The task calls for every line of the data to be repeated exactly.

▶ _MATERIAL FOR THE TASK_
======
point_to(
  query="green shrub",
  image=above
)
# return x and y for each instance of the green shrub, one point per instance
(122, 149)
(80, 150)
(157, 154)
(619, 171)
======
▶ _FINISHED EXERCISE_
point_to(
  query="green shrub",
  image=above
)
# return x and y for each instance of the green shrub, one point per instance
(122, 149)
(80, 150)
(157, 154)
(619, 171)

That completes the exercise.